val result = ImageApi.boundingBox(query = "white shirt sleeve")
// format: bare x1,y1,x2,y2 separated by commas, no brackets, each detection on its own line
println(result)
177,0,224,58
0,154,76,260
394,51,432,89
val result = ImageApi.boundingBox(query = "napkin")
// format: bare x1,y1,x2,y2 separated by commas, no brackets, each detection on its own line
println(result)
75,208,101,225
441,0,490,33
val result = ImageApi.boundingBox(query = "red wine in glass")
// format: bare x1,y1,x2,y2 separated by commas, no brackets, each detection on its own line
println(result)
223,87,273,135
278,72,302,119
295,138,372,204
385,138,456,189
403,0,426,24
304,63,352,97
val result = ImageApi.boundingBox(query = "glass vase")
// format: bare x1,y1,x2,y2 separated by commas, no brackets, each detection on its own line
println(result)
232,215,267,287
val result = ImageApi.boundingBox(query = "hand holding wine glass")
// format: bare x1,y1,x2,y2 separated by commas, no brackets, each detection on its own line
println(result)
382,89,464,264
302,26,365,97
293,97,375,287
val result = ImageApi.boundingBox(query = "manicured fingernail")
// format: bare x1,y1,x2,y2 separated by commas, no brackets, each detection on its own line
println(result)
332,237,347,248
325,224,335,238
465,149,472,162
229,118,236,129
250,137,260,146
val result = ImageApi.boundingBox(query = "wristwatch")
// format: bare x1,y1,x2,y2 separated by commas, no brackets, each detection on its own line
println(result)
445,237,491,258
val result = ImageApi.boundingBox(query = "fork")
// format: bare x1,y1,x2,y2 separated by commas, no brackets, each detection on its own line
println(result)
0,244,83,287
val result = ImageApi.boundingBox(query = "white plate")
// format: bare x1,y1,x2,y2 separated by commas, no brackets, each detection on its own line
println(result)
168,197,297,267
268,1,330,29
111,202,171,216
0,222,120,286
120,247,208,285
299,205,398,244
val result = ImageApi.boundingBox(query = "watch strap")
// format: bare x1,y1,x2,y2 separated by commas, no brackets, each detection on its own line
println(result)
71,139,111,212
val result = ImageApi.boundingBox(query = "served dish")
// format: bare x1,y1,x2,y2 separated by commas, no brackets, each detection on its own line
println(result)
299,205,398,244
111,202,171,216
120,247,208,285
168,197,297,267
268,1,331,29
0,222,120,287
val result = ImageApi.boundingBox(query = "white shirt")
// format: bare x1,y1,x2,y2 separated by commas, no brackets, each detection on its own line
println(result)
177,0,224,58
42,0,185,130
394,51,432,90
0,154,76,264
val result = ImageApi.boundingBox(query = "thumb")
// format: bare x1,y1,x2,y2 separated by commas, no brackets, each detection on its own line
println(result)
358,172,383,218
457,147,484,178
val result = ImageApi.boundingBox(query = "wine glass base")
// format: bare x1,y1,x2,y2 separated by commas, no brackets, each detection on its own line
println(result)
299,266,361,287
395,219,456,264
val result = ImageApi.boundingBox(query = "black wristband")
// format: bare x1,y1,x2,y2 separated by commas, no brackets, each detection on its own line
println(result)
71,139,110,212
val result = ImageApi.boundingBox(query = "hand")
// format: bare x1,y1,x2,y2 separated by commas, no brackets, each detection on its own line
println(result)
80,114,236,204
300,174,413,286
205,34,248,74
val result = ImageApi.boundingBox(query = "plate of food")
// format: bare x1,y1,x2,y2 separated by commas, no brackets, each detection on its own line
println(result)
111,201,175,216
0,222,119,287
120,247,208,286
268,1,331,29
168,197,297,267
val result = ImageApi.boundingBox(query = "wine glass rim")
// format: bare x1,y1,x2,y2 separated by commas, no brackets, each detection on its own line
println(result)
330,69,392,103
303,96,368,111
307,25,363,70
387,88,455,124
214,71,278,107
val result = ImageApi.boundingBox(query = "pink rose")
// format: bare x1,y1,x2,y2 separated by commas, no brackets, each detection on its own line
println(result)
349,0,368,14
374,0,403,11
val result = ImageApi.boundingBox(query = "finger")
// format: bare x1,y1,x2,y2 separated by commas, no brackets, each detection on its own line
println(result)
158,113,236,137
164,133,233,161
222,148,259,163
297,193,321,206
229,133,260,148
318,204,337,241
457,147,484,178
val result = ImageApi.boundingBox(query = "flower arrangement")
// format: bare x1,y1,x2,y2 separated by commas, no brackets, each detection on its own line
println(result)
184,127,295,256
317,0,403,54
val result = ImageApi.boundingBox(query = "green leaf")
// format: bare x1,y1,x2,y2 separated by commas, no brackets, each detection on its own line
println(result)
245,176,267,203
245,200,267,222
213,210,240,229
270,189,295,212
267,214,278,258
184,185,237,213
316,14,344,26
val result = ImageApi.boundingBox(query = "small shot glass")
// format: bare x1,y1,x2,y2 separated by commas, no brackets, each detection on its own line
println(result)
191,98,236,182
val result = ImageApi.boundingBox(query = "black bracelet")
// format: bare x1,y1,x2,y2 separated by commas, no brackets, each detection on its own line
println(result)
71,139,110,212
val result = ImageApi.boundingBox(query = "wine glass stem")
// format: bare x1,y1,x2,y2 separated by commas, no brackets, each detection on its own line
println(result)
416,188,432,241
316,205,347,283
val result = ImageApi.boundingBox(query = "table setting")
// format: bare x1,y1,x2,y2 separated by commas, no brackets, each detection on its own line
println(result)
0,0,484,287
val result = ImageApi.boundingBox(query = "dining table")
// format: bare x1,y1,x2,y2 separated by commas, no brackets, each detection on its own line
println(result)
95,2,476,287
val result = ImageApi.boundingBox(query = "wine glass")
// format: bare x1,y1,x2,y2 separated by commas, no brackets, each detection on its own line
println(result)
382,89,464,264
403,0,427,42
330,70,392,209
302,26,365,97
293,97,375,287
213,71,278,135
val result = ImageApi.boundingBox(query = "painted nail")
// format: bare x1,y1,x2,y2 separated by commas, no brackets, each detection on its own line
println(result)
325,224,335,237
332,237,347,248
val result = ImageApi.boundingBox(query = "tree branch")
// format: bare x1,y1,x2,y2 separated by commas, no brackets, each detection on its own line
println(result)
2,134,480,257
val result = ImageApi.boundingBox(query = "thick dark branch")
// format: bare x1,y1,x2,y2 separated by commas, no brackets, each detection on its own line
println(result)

## WORK TO COMPLETE:
Reproduce all the rows above verbatim, keeping every character and line break unchanged.

## EXERCISE ANSWER:
val result = ImageApi.boundingBox(query = "white shirt sleeve")
// format: bare x1,y1,x2,y2 separated by commas, no brackets, each detection on its own line
println(result)
177,0,224,58
0,154,76,260
394,51,432,89
val result = ImageApi.boundingBox(query = "napkin")
// format: bare x1,y1,x2,y2 separated by commas, no brackets, each detection on its own line
println(result)
75,208,101,225
441,0,490,33
val result = ImageApi.boundingBox(query = "red wine in glass")
// format: bare x1,y1,x2,y2 separated by commas, no brackets, each detection on its own line
println(result)
223,87,273,135
278,72,302,119
295,138,372,204
385,138,456,189
403,0,426,24
304,63,352,97
val result = ImageApi.boundingBox(query = "glass vase")
// format: bare x1,y1,x2,y2 separated by commas, no brackets, each detection on its own line
println(result)
232,215,267,287
val result = ImageApi.boundingBox(query = "hand holding wine glass")
// format: bare x1,y1,x2,y2 separated by commas, no brackets, each detection on its own line
println(result)
382,89,464,264
302,26,365,97
293,97,375,287
val result = ImageApi.boundingBox(query = "manicured fingernail")
// format: bare x1,y1,x2,y2 separated by commas, no brackets, each detection on its own line
println(result)
332,237,347,248
325,224,335,238
465,149,472,162
229,118,236,129
250,137,260,146
val result = ImageApi.boundingBox(query = "wristwatch")
// format: bare x1,y1,x2,y2 separated by commas, no brackets, each detection on its own line
println(result)
445,237,491,258
val result = ImageApi.boundingBox(query = "fork")
// format: bare x1,y1,x2,y2 separated by commas, no brackets, each detection on its own line
println(result)
0,244,83,287
val result = ImageApi.boundingBox(query = "white plate")
// format: bare x1,y1,x2,y2 separated by commas, no brackets, each detection on its own line
println(result)
168,197,297,267
268,1,330,29
111,202,171,216
0,222,120,286
120,247,208,285
299,205,398,244
val result = ImageApi.boundingBox(query = "watch strap")
// format: bare x1,y1,x2,y2 separated by commas, no brackets, each detection on its own line
println(result)
71,139,111,212
val result = ImageApi.boundingBox(query = "served dish")
// format: bare x1,y1,x2,y2 separated by commas, no brackets, each detection on its own line
println(result)
299,205,398,244
111,202,171,216
120,247,208,285
168,197,297,267
268,1,331,29
0,222,120,287
val result = ImageApi.boundingBox(query = "white shirt")
// format: bare x1,y1,x2,y2 separated by commas, no brackets, each detection on its own line
println(result)
177,0,224,58
42,0,185,130
394,51,432,90
0,154,76,264
val result = ImageApi.boundingBox(query = "thumb")
// format: bare x1,y1,x2,y2 separated by commas, no brackets, each detection on its own line
println(result)
358,172,383,218
457,147,484,178
val result = ImageApi.boundingBox(query = "wine glass base")
// format: bare x1,y1,x2,y2 separated by commas, no brackets, each detection on its own line
println(result)
299,266,361,287
395,219,456,264
val result = ImageApi.boundingBox(query = "black wristband")
// format: bare x1,y1,x2,y2 separated by commas, no brackets, each detection on its own line
println(result)
71,139,110,212
val result = ImageApi.boundingBox(query = "hand")
// format: bare x1,y1,x2,y2 separated by commas, no brackets, each detection on its own line
println(result)
80,114,236,204
300,174,413,286
205,34,248,74
val result = ImageApi.boundingBox(query = "plate of food")
// format: bare x1,y1,x2,y2 separated by commas, no brackets, each detection on its own line
println(result)
111,201,175,216
0,222,119,287
120,247,208,286
268,1,331,29
168,197,297,267
val result = ImageApi.boundingBox(query = "wine glass rim")
// format: bare x1,y1,x2,y2 separated by commas, no brackets, each detection on its own line
println(result)
330,69,392,103
303,96,368,111
307,25,363,70
387,88,455,124
214,71,278,107
val result = ImageApi.boundingBox(query = "pink rose")
// format: bare x1,y1,x2,y2 separated by commas, no brackets, each detection on its own line
println(result)
349,0,368,14
374,0,403,11
val result = ImageApi.boundingBox(query = "finger")
// format: bare x1,y1,x2,y2 separated by commas, no brackets, each detection on its own line
println(result)
158,113,236,137
164,133,233,161
222,148,259,163
297,193,321,206
229,133,260,148
318,204,337,241
457,147,484,178
val result = ImageApi.boundingBox(query = "flower arrangement")
// format: bare x1,y1,x2,y2 separated by commas, no brackets, each detection on its own line
println(result)
184,127,295,256
317,0,403,54
val result = ImageApi.boundingBox(query = "green leaf")
// format: bare x1,y1,x2,y2 separated by commas, no brackets, each detection on its own line
println(result)
245,176,267,203
245,200,267,222
213,210,240,229
270,189,295,212
267,214,278,258
184,185,237,213
316,14,344,26
val result = ImageApi.boundingBox(query = "small shot glass")
// format: bare x1,y1,x2,y2 separated by commas, no brackets, each detection on its own line
println(result)
191,98,236,182
val result = ImageApi.boundingBox(query = "black bracelet")
// format: bare x1,y1,x2,y2 separated by commas, no brackets, each detection on its own line
println(result)
71,139,110,212
val result = ImageApi.boundingBox(query = "wine glass stem")
// format: bare x1,y1,x2,y2 separated by commas, no brackets, each detection on its own line
println(result)
416,188,432,241
316,205,347,283
val result = ImageApi.boundingBox(query = "table setting")
// format: bare x1,y1,x2,y2 separated by commas, no brackets, each detection on its own line
println(result)
0,0,484,287
val result = ImageApi.boundingBox(query = "dining table")
// format: bare x1,y1,x2,y2 separated by commas, no brackets, each detection on its own line
println(result)
95,2,476,287
val result = ImageApi.boundingBox(query = "wine glass")
// format: bare x1,y1,x2,y2 separated by commas, no brackets, each detection on its own line
println(result)
382,89,464,264
403,0,427,42
330,70,392,209
302,26,365,97
293,97,375,287
213,71,278,135
val result = ImageApi.boundingBox(query = "painted nail")
// format: bare x1,y1,x2,y2 separated by commas, no brackets, each detection on its own line
println(result)
325,224,335,237
332,237,347,248
val result = ImageApi.boundingBox(query = "tree branch")
// format: bare x1,y1,x2,y2 separated by commas, no brackets, each detection on its own line
println(result)
2,134,480,257
val result = ImageApi.boundingBox(query = "thick dark branch")
// format: bare x1,y1,x2,y2 separated by commas, no brackets, each detection on its own line
println(result)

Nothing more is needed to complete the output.